> **Task objective**
Turn everything in the items below, from the line containing "Exercise. Locate the birch" down to the end of the items, both ends included, into a numbered list and leave out any blank lines.

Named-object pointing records
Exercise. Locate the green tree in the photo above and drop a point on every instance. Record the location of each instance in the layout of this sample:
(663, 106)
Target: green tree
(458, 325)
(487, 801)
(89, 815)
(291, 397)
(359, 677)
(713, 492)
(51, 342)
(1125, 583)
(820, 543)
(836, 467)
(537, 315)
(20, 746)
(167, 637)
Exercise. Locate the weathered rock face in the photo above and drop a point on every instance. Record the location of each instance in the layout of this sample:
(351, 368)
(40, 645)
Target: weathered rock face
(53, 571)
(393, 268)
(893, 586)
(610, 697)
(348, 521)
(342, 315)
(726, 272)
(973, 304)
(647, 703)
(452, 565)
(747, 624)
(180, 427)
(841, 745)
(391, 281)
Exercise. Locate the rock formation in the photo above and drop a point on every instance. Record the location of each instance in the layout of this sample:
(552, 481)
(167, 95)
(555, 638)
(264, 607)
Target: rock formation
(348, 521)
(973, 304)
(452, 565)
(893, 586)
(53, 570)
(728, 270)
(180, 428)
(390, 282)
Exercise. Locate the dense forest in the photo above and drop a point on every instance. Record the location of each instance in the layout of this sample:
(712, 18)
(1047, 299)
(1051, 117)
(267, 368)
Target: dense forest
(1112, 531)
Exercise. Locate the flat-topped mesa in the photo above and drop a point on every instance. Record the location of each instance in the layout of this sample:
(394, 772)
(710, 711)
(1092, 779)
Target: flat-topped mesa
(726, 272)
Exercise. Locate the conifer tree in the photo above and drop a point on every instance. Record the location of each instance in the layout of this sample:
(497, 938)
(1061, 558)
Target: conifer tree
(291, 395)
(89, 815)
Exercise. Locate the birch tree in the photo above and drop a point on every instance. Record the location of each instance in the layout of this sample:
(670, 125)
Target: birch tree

> **Task answer**
1. Exercise. Locate the birch tree in the photo above and drop a point on every instance. Record the location of each instance in the layout of this sample:
2. (670, 125)
3. Target: birch tree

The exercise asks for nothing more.